I am using randomForest for classification of data and I am unable to understand:
1- How can we obtain the information (preferably in a dataframe of 3 columns) which tells us the real classification in testData
(e.g. in below example Species
column), prediction made by random forest, and the probability score of that prediction. For example just consider the below data set and 1 case where in testData
the Species (blinded information for random forest) was versicolor but it was predicted wrongly by classifier as virginica with a probability score of 0.67. I want this kind of information but don't know how can I obtain this
2- How can we get the confusion matrix for testData
and trainingData
which also gives us the class.error, like in the case when we print the model.
data(iris)
set.seed(111)
ind <- sample(2, nrow(iris), replace = TRUE, prob=c(0.8, 0.2))
trainData <- iris[ind==1,]
testData <- iris[ind==2,]
#grow forest
iris.rf <- randomForest(Species ~ ., data=trainData)
print(iris.rf)
Call:
randomForest(formula = Species ~ ., data = trainData)
Type of random forest: classification
Number of trees: 500
No. of variables tried at each split: 2
OOB estimate of error rate: 3.33%
Confusion matrix:
setosa versicolor virginica class.error
setosa 45 0 0 0.00000000
versicolor 0 39 1 0.02500000
virginica 0 3 32 0.08571429
**#predict using the training again...**
iris.pred <- predict(iris.rf, trainData)
table(observed = trainData$Species, predicted = iris.pred)
predicted
observed setosa versicolor virginica
setosa 45 0 0
versicolor 0 40 0
virginica 0 0 35
**#Testing on testData**
irisPred<-predict(iris.rf, newdata = testData)
table(irisPred, testData$Species)
irisPred setosa versicolor virginica
setosa 5 0 0
versicolor 0 8 1
virginica 0 2 14

### Instruction 1
Copy the randomForest question word for word, from start to finish.

### Extracted material
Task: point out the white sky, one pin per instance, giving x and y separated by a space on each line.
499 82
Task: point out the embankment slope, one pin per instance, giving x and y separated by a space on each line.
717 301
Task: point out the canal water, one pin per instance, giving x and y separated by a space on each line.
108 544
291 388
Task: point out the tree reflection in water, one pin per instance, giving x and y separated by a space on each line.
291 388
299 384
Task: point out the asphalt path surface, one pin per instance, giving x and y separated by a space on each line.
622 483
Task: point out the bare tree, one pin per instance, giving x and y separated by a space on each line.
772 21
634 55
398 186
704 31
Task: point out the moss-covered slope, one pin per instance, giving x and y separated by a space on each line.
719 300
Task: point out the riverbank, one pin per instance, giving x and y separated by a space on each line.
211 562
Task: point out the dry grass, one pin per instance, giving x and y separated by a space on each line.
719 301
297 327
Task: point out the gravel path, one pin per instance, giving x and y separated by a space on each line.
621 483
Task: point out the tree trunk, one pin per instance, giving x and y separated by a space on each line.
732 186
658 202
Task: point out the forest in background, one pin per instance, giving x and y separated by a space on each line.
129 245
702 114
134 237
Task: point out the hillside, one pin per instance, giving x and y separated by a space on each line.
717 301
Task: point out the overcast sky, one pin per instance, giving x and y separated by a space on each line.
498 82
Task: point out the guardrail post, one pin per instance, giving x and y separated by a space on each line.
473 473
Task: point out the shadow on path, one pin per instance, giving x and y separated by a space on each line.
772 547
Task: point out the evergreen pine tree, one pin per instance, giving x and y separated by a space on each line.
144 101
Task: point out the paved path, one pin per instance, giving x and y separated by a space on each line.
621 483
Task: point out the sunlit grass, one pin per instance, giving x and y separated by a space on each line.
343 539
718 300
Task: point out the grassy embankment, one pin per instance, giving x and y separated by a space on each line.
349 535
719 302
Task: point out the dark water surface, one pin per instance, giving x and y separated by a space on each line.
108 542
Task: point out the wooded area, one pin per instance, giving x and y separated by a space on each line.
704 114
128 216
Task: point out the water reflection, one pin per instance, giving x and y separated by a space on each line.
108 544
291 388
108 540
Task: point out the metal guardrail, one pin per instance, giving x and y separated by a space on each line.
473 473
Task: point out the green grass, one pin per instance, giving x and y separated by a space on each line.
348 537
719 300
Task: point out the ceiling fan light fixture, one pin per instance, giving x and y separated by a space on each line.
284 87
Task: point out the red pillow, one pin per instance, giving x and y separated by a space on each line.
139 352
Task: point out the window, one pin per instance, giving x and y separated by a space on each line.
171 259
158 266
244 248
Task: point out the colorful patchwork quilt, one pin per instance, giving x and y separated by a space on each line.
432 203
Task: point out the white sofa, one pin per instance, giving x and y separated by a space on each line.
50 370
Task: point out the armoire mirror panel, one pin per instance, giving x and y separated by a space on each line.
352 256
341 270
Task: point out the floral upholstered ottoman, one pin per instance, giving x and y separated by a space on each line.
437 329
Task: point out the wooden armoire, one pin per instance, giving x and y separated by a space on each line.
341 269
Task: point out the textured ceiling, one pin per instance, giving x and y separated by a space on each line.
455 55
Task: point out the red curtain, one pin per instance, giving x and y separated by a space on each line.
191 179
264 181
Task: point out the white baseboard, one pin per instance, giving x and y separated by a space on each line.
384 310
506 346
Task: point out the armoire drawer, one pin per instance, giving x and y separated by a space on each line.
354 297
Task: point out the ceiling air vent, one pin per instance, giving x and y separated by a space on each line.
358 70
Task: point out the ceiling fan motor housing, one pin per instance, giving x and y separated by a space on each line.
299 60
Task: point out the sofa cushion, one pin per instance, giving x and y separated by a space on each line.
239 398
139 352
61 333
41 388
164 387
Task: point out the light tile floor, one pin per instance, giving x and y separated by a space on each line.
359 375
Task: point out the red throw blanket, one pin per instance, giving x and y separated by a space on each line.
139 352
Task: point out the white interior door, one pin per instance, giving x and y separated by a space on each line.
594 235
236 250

### Instruction 2
Repeat the records verbatim, beginning at the line that contains "Task: point out the white baseboard, one" and continuing through the last line of the records.

### Complete answer 1
I am using randomForest for classification of data and I am unable to understand:
1- How can we obtain the information (preferably in a dataframe of 3 columns) which tells us the real classification in testData
(e.g. in below example Species
column), prediction made by random forest, and the probability score of that prediction. For example just consider the below data set and 1 case where in testData
the Species (blinded information for random forest) was versicolor but it was predicted wrongly by classifier as virginica with a probability score of 0.67. I want this kind of information but don't know how can I obtain this
2- How can we get the confusion matrix for testData
and trainingData
which also gives us the class.error, like in the case when we print the model.
data(iris)
set.seed(111)
ind <- sample(2, nrow(iris), replace = TRUE, prob=c(0.8, 0.2))
trainData <- iris[ind==1,]
testData <- iris[ind==2,]
#grow forest
iris.rf <- randomForest(Species ~ ., data=trainData)
print(iris.rf)
Call:
randomForest(formula = Species ~ ., data = trainData)
Type of random forest: classification
Number of trees: 500
No. of variables tried at each split: 2
OOB estimate of error rate: 3.33%
Confusion matrix:
setosa versicolor virginica class.error
setosa 45 0 0 0.00000000
versicolor 0 39 1 0.02500000
virginica 0 3 32 0.08571429
**#predict using the training again...**
iris.pred <- predict(iris.rf, trainData)
table(observed = trainData$Species, predicted = iris.pred)
predicted
observed setosa versicolor virginica
setosa 45 0 0
versicolor 0 40 0
virginica 0 0 35
**#Testing on testData**
irisPred<-predict(iris.rf, newdata = testData)
table(irisPred, testData$Species)
irisPred setosa versicolor virginica
setosa 5 0 0
versicolor 0 8 1
virginica 0 2 14

### Complete answer 2
Task: point out the white baseboard, one pin per instance, giving x and y separated by a space on each line.
384 310
506 346
Task: point out the armoire drawer, one pin per instance, giving x and y separated by a space on each line.
354 297
Task: point out the ceiling air vent, one pin per instance, giving x and y separated by a space on each line.
358 70
Task: point out the ceiling fan motor housing, one pin per instance, giving x and y separated by a space on each line.
299 60
Task: point out the sofa cushion, one pin per instance, giving x and y separated by a space on each line.
239 398
139 352
61 333
41 388
164 387
Task: point out the light tile floor, one pin per instance, giving x and y separated by a space on each line.
359 375
Task: point out the red throw blanket, one pin per instance, giving x and y separated by a space on each line.
139 352
Task: point out the white interior door, one pin per instance, giving x and y separated by a space on each line.
594 235
236 250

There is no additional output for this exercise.